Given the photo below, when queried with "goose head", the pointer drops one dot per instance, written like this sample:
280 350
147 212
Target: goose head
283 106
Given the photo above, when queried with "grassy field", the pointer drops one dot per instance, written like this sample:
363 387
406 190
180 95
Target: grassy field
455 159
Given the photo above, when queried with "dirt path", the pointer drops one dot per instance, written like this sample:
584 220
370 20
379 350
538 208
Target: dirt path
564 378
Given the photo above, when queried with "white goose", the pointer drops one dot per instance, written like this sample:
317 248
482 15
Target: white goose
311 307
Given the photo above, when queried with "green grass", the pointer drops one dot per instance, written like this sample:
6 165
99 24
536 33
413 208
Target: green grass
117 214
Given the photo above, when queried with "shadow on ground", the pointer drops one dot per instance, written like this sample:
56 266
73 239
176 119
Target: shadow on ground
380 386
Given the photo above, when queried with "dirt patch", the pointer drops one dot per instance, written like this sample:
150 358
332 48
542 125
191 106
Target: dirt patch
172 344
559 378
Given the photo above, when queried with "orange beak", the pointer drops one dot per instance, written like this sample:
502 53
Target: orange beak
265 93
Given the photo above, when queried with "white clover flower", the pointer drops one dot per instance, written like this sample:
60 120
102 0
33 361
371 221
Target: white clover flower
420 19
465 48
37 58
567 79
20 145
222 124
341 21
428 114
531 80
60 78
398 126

BRIEF: Repeat each of the entries above precisely as given.

SOLUTION TO THE PROBLEM:
Given the photo below, when queried with "goose head", the pointer drops one dot per instance, written like this sample:
280 350
147 212
Target: goose head
283 106
Given the photo above, when queried with "grassy field", the pointer drops one dot per instance, written like this sample:
363 387
406 190
180 95
Target: grassy field
455 159
Given the photo above, when queried with "dirt path", the pointer drops one dot per instance, written like this sample:
584 220
370 20
379 350
538 208
Target: dirt path
564 378
Given the photo above, when queried with "white goose", the pointer drops one dot per instance, written like this sample:
317 248
482 15
Target: white goose
311 307
Given the photo above, when queried with "green grass", the pointer drops one dot per instance, written like this sample:
6 165
99 24
536 33
413 208
Target: green grass
117 214
Given the photo above, when queried with "shadow on ground", the pointer drops one dot per instance, written like this sample:
56 266
73 239
176 119
Target: shadow on ground
380 386
Given the photo above, when queried with "dirt patch", the pointer drops one dot per instance, written like this sample:
150 358
332 48
542 125
191 106
Target: dirt patch
172 344
559 378
Given the photo above, when queried with "orange beak", the pointer drops one dot per instance, written like this sample:
502 53
Target: orange beak
265 93
Given the photo above, when queried with "white clover flower", the pointer drops one dot per instance, written like this sample:
60 120
102 0
33 361
371 221
Target: white clover flower
420 19
465 48
37 58
567 79
20 145
222 124
341 21
428 114
531 80
60 78
398 126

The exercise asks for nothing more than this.